◆ Dataset records

----

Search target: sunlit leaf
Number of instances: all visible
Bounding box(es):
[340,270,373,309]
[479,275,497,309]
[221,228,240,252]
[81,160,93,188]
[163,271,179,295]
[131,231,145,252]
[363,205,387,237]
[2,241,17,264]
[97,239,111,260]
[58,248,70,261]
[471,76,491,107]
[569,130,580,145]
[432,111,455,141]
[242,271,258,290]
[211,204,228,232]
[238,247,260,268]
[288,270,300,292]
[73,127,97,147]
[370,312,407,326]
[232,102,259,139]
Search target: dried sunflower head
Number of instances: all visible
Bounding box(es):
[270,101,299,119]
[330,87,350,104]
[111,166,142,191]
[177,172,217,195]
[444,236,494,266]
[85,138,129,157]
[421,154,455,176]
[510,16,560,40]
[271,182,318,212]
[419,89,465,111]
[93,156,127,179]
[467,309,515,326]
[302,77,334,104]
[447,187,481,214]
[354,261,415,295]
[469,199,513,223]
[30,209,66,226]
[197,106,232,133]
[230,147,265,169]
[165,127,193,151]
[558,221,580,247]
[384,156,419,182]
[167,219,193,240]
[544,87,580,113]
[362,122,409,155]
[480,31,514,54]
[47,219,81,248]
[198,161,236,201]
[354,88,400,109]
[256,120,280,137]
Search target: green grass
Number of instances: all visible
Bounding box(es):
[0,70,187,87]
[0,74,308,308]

----

Every record above should be output exactly.

Search target: sunlit leaf
Number of instances: all visible
Bounding box(es):
[340,270,373,309]
[479,275,497,309]
[221,228,240,252]
[81,160,93,188]
[163,271,179,295]
[131,231,145,252]
[363,205,387,237]
[2,241,17,264]
[97,239,111,260]
[58,248,70,261]
[471,76,491,107]
[569,130,580,145]
[432,111,455,141]
[242,271,258,290]
[211,204,228,232]
[238,247,260,268]
[288,270,300,292]
[73,127,97,147]
[370,312,407,326]
[232,102,259,139]
Search target: dried sunflower head
Number of instances: all visible
Bounding box(es):
[270,101,299,119]
[330,87,350,104]
[111,166,142,191]
[177,172,217,195]
[444,236,494,266]
[85,138,129,157]
[421,154,455,176]
[510,16,560,40]
[271,182,318,212]
[419,89,465,111]
[93,156,127,179]
[467,309,515,326]
[302,77,334,104]
[447,187,481,214]
[354,261,415,295]
[469,199,513,223]
[30,209,66,226]
[197,106,232,133]
[230,147,265,169]
[165,127,193,151]
[558,221,580,247]
[384,156,419,182]
[167,219,193,240]
[544,87,580,113]
[362,122,409,155]
[480,31,514,54]
[47,219,81,248]
[198,161,236,201]
[354,88,400,109]
[256,120,280,137]
Search target: green grass
Number of instances: all visible
Bounding box(es):
[0,70,187,87]
[0,74,308,308]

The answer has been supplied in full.